[文書抜粋]

【製品レビュー】録音する喜びを生み出すマルチパターン真空管コンデンサー・マイク

BRAUNERVMA

近年、ビンテージ機材の人気が高まっています。私自身もマイクはNEUMANNのU67をはじめ数本持っていますが、その維持には大変な労力がかかります。ましてや真空管の入手が困難な機種に至っては、お金を出しても維持が難しい場合があります。結局代替え部品での修理となり、せっかくのビンテージ機材の音質はオリジナルとは似て非なるものとなってしまいます。ルックスだけのビンテージ機材が出回っている中、ドイツのBRAUNERから伝統的なビンテージ・サウンドを継承する真空管コンデンサー・マイク、VMAが発売されました。

特性や指向性パターンを
自在に設定することが可能


BRAUNERは最高の信頼性、音質を保証するために必要とされる部品を厳選し、熟練した職人によって本機を1本1本手作りさせているそうです。このマイクの特徴は、スイッチによって2種類の特性が選べる点。1つは同社の代表的なマイクであるVM1をモデルとしたモード、そしてもう1つが、ドンシャリ気味ではありますが中域も若干持ち上がった印象のVMAモードです。また指向性のパターンを連続的に変えられるのも特徴の1つ。オムニ、カーディオイド、ハイパー・カーディオイド、ブライト・カーディオイド、8の字と、それぞれの間の微妙な特性を電源ユニットに内蔵されているノブを回すことで選択可能です。どのパターンでもマイクの感度が変わらないのも特筆すべき点で、これで演奏中でもマイクをカットせずに特性を調整することが可能になります。

[/文書抜粋]

**課題文:** このレビューによると、ビンテージ機材の音質がオリジナルとは似て非なるものになってしまうのはなぜですか。1〜3文で説明してください。 これらの行は、このレビューとは別の出典から取られたものです。

[提供データ]

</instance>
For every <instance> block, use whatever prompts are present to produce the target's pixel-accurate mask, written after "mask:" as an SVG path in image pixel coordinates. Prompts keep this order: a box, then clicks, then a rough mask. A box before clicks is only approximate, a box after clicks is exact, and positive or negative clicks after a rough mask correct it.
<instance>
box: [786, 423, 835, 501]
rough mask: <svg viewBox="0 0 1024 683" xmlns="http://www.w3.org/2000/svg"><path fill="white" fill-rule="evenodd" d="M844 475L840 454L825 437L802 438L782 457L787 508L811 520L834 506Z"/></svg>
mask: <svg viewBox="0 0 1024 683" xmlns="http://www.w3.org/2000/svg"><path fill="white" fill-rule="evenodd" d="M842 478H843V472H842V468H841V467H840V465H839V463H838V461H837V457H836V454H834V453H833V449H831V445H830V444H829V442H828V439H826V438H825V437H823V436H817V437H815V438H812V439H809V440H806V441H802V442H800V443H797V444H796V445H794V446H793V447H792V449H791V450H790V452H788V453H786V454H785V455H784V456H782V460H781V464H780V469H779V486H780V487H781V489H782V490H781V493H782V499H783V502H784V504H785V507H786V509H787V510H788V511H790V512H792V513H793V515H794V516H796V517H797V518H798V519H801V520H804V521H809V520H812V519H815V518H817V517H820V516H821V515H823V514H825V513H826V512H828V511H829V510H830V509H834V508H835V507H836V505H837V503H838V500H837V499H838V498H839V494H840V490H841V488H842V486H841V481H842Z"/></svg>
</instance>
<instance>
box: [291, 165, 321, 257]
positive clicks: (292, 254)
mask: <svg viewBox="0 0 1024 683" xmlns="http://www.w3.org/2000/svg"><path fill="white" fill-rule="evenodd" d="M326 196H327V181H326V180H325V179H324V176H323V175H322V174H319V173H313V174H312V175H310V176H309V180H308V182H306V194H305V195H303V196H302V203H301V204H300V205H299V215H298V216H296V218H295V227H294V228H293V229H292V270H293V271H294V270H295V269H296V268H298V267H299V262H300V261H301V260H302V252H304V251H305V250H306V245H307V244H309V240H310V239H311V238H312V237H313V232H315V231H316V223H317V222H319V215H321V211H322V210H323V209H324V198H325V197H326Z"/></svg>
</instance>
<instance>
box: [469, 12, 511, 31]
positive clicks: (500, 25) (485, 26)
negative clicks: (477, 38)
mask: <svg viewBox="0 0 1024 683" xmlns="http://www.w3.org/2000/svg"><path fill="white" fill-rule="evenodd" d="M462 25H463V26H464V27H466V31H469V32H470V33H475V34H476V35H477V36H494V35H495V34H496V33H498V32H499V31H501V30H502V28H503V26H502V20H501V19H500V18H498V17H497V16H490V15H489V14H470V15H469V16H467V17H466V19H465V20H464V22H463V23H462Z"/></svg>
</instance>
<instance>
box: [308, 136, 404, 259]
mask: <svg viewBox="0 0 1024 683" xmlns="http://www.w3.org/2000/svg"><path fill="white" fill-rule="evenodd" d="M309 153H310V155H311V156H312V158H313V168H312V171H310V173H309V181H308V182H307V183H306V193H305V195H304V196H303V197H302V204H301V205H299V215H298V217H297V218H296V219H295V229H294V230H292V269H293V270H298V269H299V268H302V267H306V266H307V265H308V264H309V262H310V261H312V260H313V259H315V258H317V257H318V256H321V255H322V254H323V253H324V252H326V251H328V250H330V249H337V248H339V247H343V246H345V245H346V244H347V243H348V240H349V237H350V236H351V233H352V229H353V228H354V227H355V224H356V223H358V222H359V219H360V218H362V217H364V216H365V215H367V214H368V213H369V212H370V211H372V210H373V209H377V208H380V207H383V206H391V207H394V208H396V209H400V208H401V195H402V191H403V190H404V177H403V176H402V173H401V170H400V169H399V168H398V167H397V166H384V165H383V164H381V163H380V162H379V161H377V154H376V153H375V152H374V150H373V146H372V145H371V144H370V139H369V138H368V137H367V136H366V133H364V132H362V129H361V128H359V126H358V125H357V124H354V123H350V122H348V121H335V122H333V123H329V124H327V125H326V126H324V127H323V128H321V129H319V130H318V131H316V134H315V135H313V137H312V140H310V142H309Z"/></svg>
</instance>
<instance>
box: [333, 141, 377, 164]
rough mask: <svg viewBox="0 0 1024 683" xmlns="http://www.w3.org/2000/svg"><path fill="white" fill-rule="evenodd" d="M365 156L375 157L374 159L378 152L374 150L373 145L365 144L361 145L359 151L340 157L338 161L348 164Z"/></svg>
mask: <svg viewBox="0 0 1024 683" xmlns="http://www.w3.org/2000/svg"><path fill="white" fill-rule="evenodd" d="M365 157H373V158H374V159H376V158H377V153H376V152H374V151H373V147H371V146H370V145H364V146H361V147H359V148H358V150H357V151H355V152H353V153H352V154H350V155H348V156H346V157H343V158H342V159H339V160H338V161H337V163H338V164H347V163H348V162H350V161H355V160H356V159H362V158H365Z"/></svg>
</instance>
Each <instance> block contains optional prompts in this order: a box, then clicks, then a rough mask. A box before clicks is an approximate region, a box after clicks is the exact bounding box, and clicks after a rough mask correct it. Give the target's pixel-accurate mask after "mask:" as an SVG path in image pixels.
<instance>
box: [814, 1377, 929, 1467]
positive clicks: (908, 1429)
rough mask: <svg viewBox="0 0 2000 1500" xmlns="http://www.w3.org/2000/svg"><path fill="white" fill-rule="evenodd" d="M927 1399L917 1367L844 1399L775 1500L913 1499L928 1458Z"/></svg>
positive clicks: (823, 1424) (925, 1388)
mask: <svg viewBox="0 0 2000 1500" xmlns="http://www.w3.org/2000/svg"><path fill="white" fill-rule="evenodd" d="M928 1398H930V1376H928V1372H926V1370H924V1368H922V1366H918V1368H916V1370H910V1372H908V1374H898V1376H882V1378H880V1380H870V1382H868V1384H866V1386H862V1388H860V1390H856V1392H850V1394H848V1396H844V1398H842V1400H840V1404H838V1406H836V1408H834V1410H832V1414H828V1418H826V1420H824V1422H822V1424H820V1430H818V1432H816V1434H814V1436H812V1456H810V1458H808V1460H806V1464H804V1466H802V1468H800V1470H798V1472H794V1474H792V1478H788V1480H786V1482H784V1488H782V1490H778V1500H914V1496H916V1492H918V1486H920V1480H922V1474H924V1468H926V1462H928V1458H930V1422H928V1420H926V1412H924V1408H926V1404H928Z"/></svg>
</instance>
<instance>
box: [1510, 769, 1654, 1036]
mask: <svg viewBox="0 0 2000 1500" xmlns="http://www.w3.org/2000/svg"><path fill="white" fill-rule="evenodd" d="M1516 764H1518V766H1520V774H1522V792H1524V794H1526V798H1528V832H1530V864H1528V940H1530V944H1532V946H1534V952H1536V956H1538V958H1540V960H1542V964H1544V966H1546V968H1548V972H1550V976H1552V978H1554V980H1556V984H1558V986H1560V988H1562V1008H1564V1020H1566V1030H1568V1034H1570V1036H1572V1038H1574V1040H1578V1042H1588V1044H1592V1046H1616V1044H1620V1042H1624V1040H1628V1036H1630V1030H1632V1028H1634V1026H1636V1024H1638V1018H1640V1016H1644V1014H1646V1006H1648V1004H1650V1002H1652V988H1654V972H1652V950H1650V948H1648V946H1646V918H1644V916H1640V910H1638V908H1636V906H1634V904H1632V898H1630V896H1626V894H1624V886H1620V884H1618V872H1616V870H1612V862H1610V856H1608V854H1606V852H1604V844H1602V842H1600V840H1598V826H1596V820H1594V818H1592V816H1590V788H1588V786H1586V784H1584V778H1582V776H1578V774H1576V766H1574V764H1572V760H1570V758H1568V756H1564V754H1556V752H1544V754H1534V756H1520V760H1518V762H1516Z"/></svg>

[/提供データ]

**解答:** ビンテージ機材の維持には大変な労力がかかり、真空管の入手が困難な機種ではお金を出しても維持が難しい場合があるからです。そのため結局は代替え部品で修理することになり、音質がオリジナルとは似て非なるものになってしまいます。